>> Start Supplied material

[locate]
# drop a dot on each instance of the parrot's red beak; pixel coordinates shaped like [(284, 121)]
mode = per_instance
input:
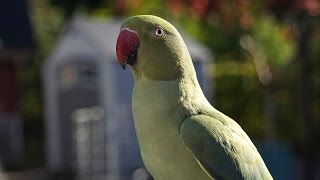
[(127, 46)]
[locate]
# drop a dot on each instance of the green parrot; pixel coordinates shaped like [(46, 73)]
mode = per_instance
[(181, 136)]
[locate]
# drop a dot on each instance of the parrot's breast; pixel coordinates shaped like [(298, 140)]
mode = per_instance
[(157, 114)]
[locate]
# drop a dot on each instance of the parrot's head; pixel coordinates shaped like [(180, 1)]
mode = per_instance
[(153, 48)]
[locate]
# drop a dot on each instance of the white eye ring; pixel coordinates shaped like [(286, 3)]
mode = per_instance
[(159, 32)]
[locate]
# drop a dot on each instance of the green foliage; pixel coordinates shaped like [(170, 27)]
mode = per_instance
[(272, 38)]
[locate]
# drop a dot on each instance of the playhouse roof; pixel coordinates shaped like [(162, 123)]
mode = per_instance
[(85, 36)]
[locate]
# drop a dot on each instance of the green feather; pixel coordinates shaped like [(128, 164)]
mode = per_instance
[(181, 136)]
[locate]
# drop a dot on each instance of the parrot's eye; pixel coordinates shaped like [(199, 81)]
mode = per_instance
[(159, 32)]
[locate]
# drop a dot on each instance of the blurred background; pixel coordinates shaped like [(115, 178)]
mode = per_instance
[(65, 102)]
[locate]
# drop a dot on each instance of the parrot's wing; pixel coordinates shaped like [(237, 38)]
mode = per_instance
[(216, 146)]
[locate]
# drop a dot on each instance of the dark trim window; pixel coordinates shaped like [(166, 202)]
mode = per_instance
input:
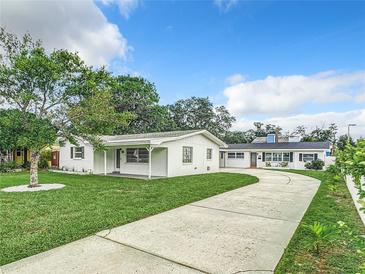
[(236, 155), (78, 152), (187, 155), (209, 153), (137, 155)]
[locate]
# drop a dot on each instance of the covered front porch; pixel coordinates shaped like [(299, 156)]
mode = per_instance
[(134, 161)]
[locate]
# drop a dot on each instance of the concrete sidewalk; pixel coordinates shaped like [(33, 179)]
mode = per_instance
[(244, 230)]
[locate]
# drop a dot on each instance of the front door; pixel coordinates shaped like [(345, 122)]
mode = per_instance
[(253, 160), (117, 159)]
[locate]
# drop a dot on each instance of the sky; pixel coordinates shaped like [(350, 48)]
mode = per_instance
[(284, 62)]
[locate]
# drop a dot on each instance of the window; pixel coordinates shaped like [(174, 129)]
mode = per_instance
[(187, 155), (236, 155), (277, 157), (79, 152), (209, 154), (231, 155), (268, 157), (308, 157), (137, 155)]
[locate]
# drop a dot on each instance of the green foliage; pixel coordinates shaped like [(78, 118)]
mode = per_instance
[(55, 93), (343, 140), (199, 113), (283, 164), (315, 164), (320, 235), (333, 169), (8, 166), (351, 161)]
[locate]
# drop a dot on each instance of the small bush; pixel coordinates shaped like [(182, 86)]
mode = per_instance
[(316, 165)]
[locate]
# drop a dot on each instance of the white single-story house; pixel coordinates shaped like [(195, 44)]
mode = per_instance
[(160, 154), (271, 151)]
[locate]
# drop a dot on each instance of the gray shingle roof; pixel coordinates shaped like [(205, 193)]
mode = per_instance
[(287, 145)]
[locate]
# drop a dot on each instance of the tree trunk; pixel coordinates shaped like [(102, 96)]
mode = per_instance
[(34, 159)]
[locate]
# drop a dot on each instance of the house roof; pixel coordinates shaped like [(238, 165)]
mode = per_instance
[(157, 138), (285, 145)]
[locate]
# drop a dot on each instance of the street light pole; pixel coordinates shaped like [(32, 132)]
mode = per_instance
[(348, 130)]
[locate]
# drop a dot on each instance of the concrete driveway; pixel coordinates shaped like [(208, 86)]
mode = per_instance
[(240, 231)]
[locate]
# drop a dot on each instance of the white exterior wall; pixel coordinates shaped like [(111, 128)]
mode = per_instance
[(296, 164), (244, 163), (86, 164), (200, 163)]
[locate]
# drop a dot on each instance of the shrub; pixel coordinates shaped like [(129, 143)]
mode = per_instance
[(333, 169), (316, 165)]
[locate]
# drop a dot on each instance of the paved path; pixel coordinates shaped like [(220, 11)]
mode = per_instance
[(240, 231)]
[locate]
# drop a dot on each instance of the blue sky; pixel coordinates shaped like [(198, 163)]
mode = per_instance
[(283, 62)]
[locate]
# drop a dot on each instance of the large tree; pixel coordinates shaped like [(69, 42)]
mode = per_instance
[(56, 88), (199, 113), (139, 97)]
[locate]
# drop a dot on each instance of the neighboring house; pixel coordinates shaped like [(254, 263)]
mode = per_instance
[(19, 155), (271, 151), (162, 154)]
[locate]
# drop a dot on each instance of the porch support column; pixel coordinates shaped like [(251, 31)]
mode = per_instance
[(104, 162), (149, 161)]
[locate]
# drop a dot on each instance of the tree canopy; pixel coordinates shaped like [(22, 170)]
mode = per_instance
[(199, 113)]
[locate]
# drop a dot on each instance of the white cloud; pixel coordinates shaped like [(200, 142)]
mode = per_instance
[(311, 121), (225, 5), (74, 25), (126, 7), (285, 94), (235, 79)]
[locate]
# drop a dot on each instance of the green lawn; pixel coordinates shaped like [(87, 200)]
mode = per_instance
[(38, 221), (328, 208)]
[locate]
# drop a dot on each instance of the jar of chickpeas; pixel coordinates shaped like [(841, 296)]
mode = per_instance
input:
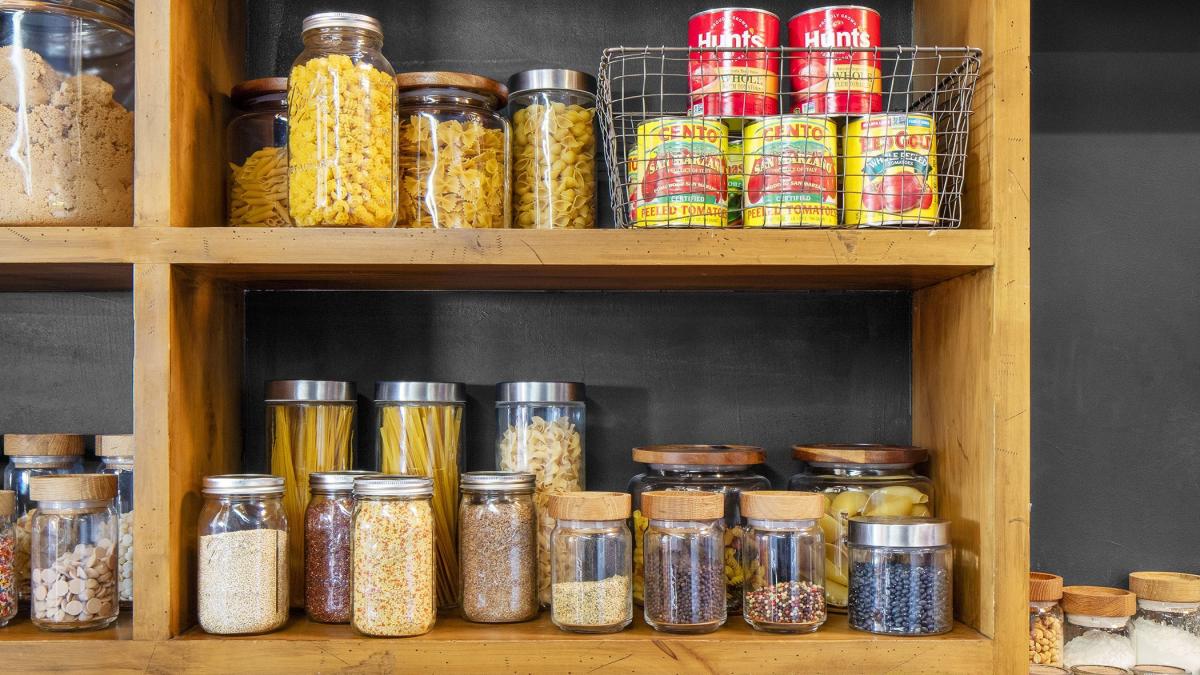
[(553, 149)]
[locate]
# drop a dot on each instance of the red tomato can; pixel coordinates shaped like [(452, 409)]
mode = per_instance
[(835, 83), (731, 71)]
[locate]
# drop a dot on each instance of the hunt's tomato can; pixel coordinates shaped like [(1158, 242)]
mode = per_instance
[(731, 71), (791, 173), (835, 83), (679, 173), (891, 163)]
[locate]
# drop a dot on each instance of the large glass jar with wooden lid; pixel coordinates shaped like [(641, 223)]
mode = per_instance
[(726, 470), (859, 479)]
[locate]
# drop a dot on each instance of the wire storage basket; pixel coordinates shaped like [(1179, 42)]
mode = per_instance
[(688, 143)]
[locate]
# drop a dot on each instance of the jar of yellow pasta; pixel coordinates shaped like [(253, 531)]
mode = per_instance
[(258, 154), (341, 112), (553, 149), (453, 150)]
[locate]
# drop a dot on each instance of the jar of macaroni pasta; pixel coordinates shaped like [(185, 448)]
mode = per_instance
[(553, 149), (258, 154), (341, 125), (453, 150)]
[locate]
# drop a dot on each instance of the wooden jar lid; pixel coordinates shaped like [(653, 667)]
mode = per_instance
[(683, 505), (781, 505), (1165, 586), (42, 444), (591, 506), (1098, 601), (1044, 587), (72, 488)]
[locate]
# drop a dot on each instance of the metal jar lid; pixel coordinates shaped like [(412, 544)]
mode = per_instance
[(310, 390), (901, 532), (243, 484), (401, 392), (539, 392)]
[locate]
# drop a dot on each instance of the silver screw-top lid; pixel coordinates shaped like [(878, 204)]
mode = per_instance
[(310, 390), (394, 485), (420, 392), (243, 484), (539, 392), (899, 531)]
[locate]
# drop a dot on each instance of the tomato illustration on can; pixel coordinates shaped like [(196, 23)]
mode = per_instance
[(791, 175), (891, 163)]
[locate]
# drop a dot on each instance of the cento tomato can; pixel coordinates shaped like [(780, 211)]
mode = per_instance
[(731, 73), (835, 83), (679, 173), (791, 175), (891, 163)]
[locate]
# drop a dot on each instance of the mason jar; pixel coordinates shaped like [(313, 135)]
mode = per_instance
[(243, 555), (73, 551)]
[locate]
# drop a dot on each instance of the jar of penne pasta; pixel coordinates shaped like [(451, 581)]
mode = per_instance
[(258, 154)]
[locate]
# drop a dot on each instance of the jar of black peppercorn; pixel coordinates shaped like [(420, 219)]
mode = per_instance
[(684, 557)]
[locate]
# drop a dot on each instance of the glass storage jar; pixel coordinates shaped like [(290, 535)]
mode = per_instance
[(243, 567), (684, 545), (1098, 628), (592, 562), (900, 575), (67, 99), (341, 125), (859, 479), (553, 149), (1167, 627), (783, 554), (420, 434), (73, 551), (708, 469), (453, 150), (29, 455), (258, 154), (393, 550), (498, 547), (327, 545), (115, 455), (541, 429), (310, 426), (1045, 619)]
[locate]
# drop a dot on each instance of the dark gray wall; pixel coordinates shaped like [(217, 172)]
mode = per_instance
[(1116, 288)]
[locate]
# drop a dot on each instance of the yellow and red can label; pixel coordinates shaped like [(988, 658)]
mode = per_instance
[(891, 167), (677, 175), (791, 173)]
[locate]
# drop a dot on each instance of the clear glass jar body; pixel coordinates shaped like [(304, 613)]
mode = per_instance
[(591, 575), (243, 579), (453, 154), (546, 440), (66, 106), (900, 591), (258, 163), (553, 159), (784, 563), (498, 547), (303, 438), (729, 481), (859, 490), (341, 131), (72, 544)]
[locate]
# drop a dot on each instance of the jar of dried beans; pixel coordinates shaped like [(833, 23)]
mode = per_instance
[(393, 556), (73, 551), (592, 562), (684, 561), (498, 547), (783, 554), (553, 149)]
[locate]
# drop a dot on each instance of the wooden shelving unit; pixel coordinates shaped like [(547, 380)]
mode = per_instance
[(970, 387)]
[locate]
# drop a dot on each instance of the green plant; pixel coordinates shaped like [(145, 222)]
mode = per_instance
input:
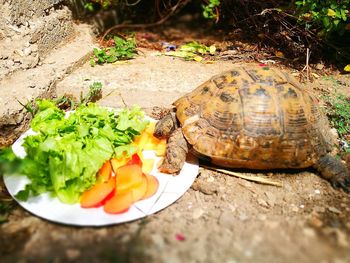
[(94, 94), (123, 49), (325, 16), (210, 9), (192, 51), (338, 112), (90, 4)]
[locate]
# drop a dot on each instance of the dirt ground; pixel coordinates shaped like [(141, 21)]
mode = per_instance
[(219, 219)]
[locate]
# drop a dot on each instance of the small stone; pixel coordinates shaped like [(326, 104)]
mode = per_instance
[(197, 213), (243, 216), (309, 232), (294, 208), (72, 254), (210, 179), (341, 238), (334, 210), (262, 202), (271, 199), (319, 209), (205, 187), (262, 217), (27, 51), (226, 219), (315, 222), (158, 240)]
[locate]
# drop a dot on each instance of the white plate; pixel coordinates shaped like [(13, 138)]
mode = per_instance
[(170, 189)]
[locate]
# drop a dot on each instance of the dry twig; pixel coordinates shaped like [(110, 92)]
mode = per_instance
[(257, 179), (159, 22)]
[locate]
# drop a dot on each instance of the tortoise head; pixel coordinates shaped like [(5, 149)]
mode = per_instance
[(165, 126)]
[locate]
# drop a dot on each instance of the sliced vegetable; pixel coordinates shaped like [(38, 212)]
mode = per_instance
[(135, 159), (139, 191), (118, 162), (98, 194), (119, 203), (147, 165), (128, 176), (152, 186), (161, 148), (105, 172)]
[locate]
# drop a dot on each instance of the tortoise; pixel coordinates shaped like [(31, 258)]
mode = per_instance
[(252, 117)]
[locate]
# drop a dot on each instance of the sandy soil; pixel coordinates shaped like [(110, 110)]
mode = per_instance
[(219, 219)]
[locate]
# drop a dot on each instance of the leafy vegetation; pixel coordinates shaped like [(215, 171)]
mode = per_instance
[(326, 16), (192, 51), (338, 111), (210, 10), (122, 49), (65, 154)]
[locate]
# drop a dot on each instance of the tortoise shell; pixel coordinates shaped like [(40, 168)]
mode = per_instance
[(254, 117)]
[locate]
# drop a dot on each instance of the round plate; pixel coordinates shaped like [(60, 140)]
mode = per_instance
[(170, 189)]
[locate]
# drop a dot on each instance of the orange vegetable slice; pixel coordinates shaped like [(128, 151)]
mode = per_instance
[(119, 203), (147, 165), (98, 194), (128, 176), (161, 148), (135, 159), (139, 191), (150, 128), (116, 163), (152, 186), (105, 172)]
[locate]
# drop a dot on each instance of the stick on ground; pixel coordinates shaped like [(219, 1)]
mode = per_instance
[(253, 178)]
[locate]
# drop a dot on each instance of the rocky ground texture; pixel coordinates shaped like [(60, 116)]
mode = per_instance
[(219, 219)]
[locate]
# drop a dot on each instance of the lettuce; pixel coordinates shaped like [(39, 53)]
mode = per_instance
[(67, 152)]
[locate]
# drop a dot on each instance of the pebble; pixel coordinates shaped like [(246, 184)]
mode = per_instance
[(309, 232), (243, 216), (226, 219), (72, 254), (319, 209), (271, 199), (205, 187), (315, 222), (197, 213), (262, 217), (158, 240), (262, 202), (334, 210)]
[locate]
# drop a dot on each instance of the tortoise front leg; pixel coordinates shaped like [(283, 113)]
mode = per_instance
[(176, 152)]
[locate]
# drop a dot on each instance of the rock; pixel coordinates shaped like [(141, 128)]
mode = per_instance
[(262, 217), (271, 198), (334, 210), (319, 209), (314, 221), (197, 213), (158, 240), (340, 236), (262, 202), (243, 216), (226, 219), (309, 232), (204, 187), (73, 254)]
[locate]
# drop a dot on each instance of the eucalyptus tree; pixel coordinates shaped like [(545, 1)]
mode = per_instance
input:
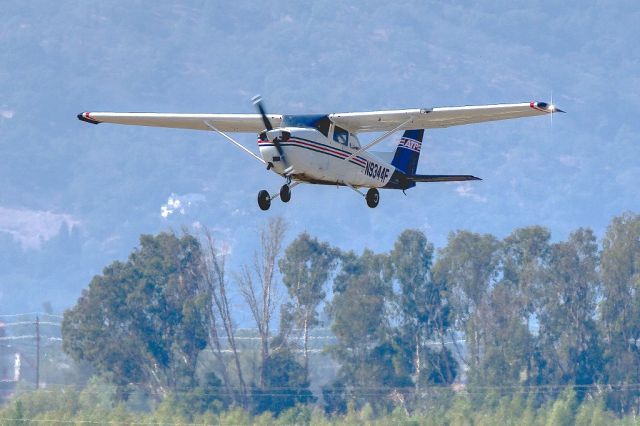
[(143, 321), (469, 266), (422, 307), (306, 267), (568, 335), (258, 284), (620, 309)]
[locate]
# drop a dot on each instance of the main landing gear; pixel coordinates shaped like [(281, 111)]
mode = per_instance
[(264, 199), (373, 197)]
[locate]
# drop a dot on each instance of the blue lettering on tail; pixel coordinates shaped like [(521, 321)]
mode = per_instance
[(408, 151)]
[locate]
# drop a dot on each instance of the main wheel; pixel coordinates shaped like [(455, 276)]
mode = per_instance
[(285, 193), (264, 200), (373, 197)]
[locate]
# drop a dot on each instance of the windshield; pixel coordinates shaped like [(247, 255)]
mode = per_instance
[(341, 136)]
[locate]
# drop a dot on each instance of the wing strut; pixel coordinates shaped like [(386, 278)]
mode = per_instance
[(379, 139), (238, 144)]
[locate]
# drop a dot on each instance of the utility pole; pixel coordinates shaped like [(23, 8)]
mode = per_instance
[(37, 352)]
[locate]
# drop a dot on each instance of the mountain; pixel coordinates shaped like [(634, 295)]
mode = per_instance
[(75, 197)]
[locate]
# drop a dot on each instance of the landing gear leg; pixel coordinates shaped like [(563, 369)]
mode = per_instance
[(373, 197), (285, 193), (264, 200)]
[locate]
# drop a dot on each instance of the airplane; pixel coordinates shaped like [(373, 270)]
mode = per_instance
[(324, 148)]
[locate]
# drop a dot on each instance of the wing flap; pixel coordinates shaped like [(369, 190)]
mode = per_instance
[(224, 122)]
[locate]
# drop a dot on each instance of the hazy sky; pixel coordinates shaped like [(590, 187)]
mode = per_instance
[(108, 184)]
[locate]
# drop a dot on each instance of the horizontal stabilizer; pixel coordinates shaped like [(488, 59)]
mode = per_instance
[(440, 178)]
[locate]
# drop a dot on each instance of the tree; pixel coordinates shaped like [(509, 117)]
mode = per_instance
[(468, 267), (515, 301), (568, 332), (215, 283), (306, 267), (143, 321), (359, 309), (422, 307), (285, 383), (620, 309), (261, 300)]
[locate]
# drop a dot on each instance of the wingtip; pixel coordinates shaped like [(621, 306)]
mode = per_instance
[(85, 116)]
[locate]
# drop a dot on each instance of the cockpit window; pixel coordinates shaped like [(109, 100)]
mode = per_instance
[(353, 141), (323, 125), (341, 136)]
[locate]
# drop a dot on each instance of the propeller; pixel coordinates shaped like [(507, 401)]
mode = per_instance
[(257, 101)]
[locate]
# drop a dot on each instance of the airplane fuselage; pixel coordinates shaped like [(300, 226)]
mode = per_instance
[(310, 156)]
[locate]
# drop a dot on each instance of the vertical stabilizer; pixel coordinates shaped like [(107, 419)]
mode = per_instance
[(408, 151)]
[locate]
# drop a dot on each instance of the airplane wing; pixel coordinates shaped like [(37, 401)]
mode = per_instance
[(440, 178), (377, 121), (224, 122)]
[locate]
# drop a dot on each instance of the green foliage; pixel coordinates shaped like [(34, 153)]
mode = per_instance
[(143, 321), (285, 384)]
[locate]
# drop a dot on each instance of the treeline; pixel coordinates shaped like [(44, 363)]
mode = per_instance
[(482, 320)]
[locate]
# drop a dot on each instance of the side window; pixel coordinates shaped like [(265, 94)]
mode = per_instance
[(341, 136), (323, 126)]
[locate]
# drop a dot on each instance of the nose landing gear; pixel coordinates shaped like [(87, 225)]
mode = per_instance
[(285, 193), (264, 199), (373, 197)]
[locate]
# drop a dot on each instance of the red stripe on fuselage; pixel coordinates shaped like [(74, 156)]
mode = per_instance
[(315, 145)]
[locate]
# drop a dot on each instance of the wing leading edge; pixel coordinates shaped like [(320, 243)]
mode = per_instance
[(376, 121), (251, 123), (372, 121), (440, 178)]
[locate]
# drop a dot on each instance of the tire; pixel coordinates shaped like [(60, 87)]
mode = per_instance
[(264, 200), (373, 197), (285, 193)]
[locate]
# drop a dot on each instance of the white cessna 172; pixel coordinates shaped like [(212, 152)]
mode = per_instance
[(324, 148)]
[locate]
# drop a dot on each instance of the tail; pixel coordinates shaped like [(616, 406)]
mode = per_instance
[(408, 151)]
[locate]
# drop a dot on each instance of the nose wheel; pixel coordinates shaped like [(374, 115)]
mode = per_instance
[(285, 193), (264, 199)]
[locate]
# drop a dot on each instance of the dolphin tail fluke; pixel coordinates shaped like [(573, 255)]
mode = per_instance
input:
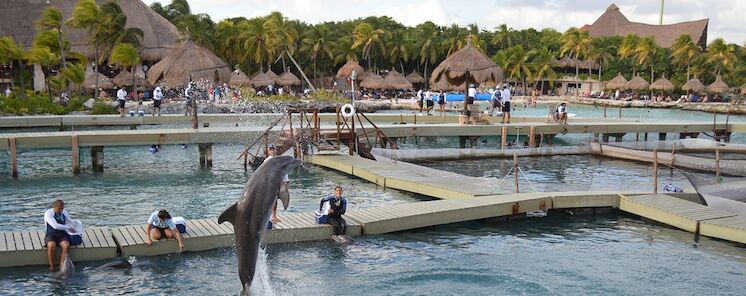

>> End Supplied material

* [Task prompt]: Return the lines above word for word, starting at the very first line and ending at the line that contains "[(284, 62)]", both included. Leave the pictures out of your answer.

* [Solution to this exercise]:
[locate]
# drop a dot on each instance of the parrot's red beak; pixel coordinates shaped like [(284, 121)]
mode = per_instance
input:
[(127, 46)]
[locate]
# drop a dot on each instance of the green parrot; pixel coordinates shaped like [(46, 73)]
mode = per_instance
[(181, 136)]
[locate]
# drop a dot on each instance of the parrot's breast; pixel coordinates shaped like [(298, 140)]
mode = per_instance
[(157, 114)]
[locate]
# drop a dot on each instance of the parrot's head; pixel coordinates shaped like [(180, 1)]
mode = per_instance
[(153, 48)]
[locate]
# drop a dot on each instance of the white eye ring; pixel coordinates shaped like [(286, 3)]
mode = per_instance
[(159, 32)]
[locate]
# drop a dot on each instance of the green foliage; pixel coordinates shaped like [(170, 27)]
mode = per_instance
[(272, 38)]
[locate]
# drop a dot on each instance of the playhouse roof; pixel coordinates shaped like [(162, 123)]
mode = per_instance
[(85, 36)]
[locate]
# drop a dot on each instance of the green feather; pixel coordinates shaped like [(128, 164)]
mode = per_instance
[(181, 136)]
[locate]
# drop a dot on each instance of the parrot's eye; pixel coordinates shaped like [(199, 81)]
mode = per_instance
[(159, 32)]
[locate]
# drop a dot on each instance of the blurred background; pixel coordinates shaped like [(115, 178)]
mode = per_instance
[(65, 102)]
[locate]
# drop a dot on each instance of the parrot's wing; pixel coordinates shaped like [(237, 38)]
mode = per_instance
[(216, 146)]
[locate]
# drop a dot on each instance of the dark trim window; pixel coordinates shaped like [(166, 202)]
mode = per_instance
input:
[(236, 155), (78, 152), (187, 155), (209, 153), (137, 155)]
[locate]
# drop a dot on each instance of the covered front porch; pixel coordinates shaped like [(299, 156)]
mode = per_instance
[(134, 161)]
[locate]
# drop a dot on each instance of the concrete sidewalk; pixel coordinates shaped like [(33, 179)]
mode = per_instance
[(244, 230)]
[locate]
# drop a dot on each instance of the front door; pixel coordinates shaped like [(345, 122)]
mode = per_instance
[(253, 160), (117, 159)]
[locate]
# drop a dot on each instance of the sky; pixel coordinates shaped like [(350, 48)]
mode = per_instance
[(284, 62)]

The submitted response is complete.